Items from a dataset
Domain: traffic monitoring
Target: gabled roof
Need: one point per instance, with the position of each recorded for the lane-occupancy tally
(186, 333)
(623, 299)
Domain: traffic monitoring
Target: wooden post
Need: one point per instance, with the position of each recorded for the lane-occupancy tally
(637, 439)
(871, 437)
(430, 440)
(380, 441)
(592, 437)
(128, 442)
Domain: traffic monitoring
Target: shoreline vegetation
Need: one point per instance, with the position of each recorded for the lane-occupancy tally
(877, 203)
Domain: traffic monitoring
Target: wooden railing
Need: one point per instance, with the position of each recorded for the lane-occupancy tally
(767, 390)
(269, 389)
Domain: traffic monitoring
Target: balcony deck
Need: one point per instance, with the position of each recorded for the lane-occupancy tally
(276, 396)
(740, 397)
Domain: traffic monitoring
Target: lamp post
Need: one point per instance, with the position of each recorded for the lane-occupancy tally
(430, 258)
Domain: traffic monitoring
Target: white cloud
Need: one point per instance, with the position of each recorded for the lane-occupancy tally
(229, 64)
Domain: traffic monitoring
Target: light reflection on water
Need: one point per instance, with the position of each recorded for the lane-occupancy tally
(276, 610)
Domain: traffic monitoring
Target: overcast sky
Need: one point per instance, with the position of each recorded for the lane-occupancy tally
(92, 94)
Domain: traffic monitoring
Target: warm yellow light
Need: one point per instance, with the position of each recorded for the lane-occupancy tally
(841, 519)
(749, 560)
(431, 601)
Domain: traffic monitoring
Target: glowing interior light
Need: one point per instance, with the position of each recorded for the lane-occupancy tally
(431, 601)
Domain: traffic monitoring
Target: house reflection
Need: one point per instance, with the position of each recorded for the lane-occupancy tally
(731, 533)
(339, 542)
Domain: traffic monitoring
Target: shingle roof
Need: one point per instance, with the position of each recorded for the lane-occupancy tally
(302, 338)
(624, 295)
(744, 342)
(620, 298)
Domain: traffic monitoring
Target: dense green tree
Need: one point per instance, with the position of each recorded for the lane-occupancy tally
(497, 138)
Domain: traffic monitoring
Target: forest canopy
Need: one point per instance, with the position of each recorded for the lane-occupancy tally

*PROBLEM DETAILS*: Count the lines of the listing above that contain the string "roof". Give only the number.

*EXERCISE SOLUTION*: 2